::: TEXTO APRESENTADO :::

Pacheco resistia a instalar a comissão, mesmo com a oposição reunindo o número de assinaturas necessárias para a instalação da comissão. Até o momento, o requerimento reúne 32 nomes, mais do que os 27 necessários. O plenário do STF deve julgar na próxima quarta-feira a decisão de Barroso – a tendência é que a decisão seja mantida.
No Senado, embora Pacheco ainda demonstre alinhamento com Bolsonaro, a base do governo na Casa é mais frágil. Ao contrário da Câmara, não há um “Centrão” amplo no Senado que concentre demandas de parlamentares por cargos e verbas. Ademais, não há nenhum ministro senador, ao contrário do que ocorre com deputados. A instalação da CPI deve aumentar o poder de barganha de senadores nas articulações com o Planalto.
No momento, o Planalto trabalha para tentar convencer alguns senadores a retirarem suas assinaturas do requerimento para a criação da CPI para garantir que não haja o mínimo necessário. Segundo o regimento do Senado, parlamentares podem retirar assinaturas até a meia-noite do dia em que o requerimento de instalação da CPI for lido em plenário – o que está previsto para a próxima terça-feira.
Caso a manobra não seja bem-sucedida, a base governista quer atrasar o início dos trabalhos da comissão, tentando convencer algumas bancadas a não indicarem representantes para a CPI. Não há normas que estabeleçam um prazo-limite para que blocos e partidos indiquem seus representantes.
Outra ferramenta que o governo pode usar é pressionar os senadores a expandirem o escopo das investigações, incluindo a gestão de estados e municípios, diluindo assim o foco no governo. Na sexta-feira, Bolsonaro já fez um questionamento nesse sentido. Um dos senadores que apresentou o pedido ao STF para a instalação da CPI, Alessandro Vieira (Cidadania-SE), já manifestou ser favorável a essa ampliação, afirmando que a iniciativa acabaria “com as desculpas” de Bolsonaro contra a instalação da comissão.
Caso seja realmente instalada, a CPI deve convocar os antigos responsáveis pela política de Saúde do governo Bolsonaro: os ex-ministros Luiz Henrique Mandetta, Nelson Teich e Eduardo Pazuello – o último já é alvo de um inquérito no STF por causa da gestão relapsa do governo na crise em Manaus. Teich e especialmente Mandetta hoje são críticos do governo.

::: DADOS FORNECIDOS :::

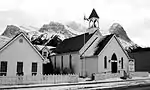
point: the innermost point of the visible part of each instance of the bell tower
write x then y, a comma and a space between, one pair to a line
93, 20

:::

• **EXERCÍCIOS A RESOLVER**:
#1 Por favor, reescreva o trecho do texto sobre a CPI no Senado começando em "Outra ferramenta que" e terminando em "contra a instalação da comissão.", substituindo "escopo" por "alcance".
#2 Responda às perguntas abaixo com base no texto sobre a CPI no Senado.
(a) Quantos nomes o requerimento para a instalação da comissão reúne até o momento?
(b) Até quando os parlamentares podem retirar suas assinaturas, segundo o regimento do Senado?
(c) Quais ex-ministros a CPI deve convocar caso seja instalada?
#3 Dê continuidade ao texto sobre a CPI no Senado a partir do ponto em que ele termina.

• **RESPOSTAS DOS EXERCÍCIOS**:
#1
Outra ferramenta que o governo pode usar é pressionar os senadores a expandirem o alcance das investigações, incluindo a gestão de estados e municípios, diluindo assim o foco no governo. Na sexta-feira, Bolsonaro já fez um questionamento nesse sentido. Um dos senadores que apresentou o pedido ao STF para a instalação da CPI, Alessandro Vieira (Cidadania-SE), já manifestou ser favorável a essa ampliação, afirmando que a iniciativa acabaria “com as desculpas” de Bolsonaro contra a instalação da comissão.

#2
(a) 32 nomes.
(b) Até a meia-noite do dia em que o requerimento de instalação da CPI for lido em plenário.
(c) Luiz Henrique Mandetta, Nelson Teich e Eduardo Pazuello.

#3
Já Pazuello – que atuou como um cumpridor de ordens de Bolsonaro em seus dez meses de gestão – demonstrou nervosismo quando pressionado por senadores em uma audiência em fevereiro. A CPI também pode jogar mais luz sobre a falta de empenho do governo em negociar a compra de vacinas ao longo de 2020 e a insistência do Planalto em promover curas ineficazes.
Paralelamente, a CPI pode erodir a relação frágil de Bolsonaro com o Congresso. Hoje, governo e parlamentares protagonizam embates sobre o Orçamento. Bolsonaro tenta vetar trechos do texto aprovado no Legislativo, que supera em mais de R$ 30 bilhões o limite do teto de gastos. Caso seja aprovado dessa forma, o Orçamento pode configurar crime de responsabilidade e motivar a abertura de um processo de impeachment do presidente.
Mesmo com a CPI pairando, Bolsonaro também continua a demonstrar que não pretende adotar uma mudança profunda de rumo na gestão da pandemia. No sábado, Bolsonaro foi a uma igreja sem usar máscara e voltou a criticar medidas de distanciamento social.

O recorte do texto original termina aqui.